- **Description of the task**: All of the entries should be returned without a single change.

Stored dataset items
--- START ---

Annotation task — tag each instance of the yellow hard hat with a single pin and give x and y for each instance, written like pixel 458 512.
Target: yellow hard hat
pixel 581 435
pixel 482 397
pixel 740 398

--- END ---

- **Written answer**:
Annotation task — tag each instance of the yellow hard hat with a single pin and give x and y for each instance, written like pixel 458 512.
Target: yellow hard hat
pixel 581 435
pixel 482 397
pixel 740 398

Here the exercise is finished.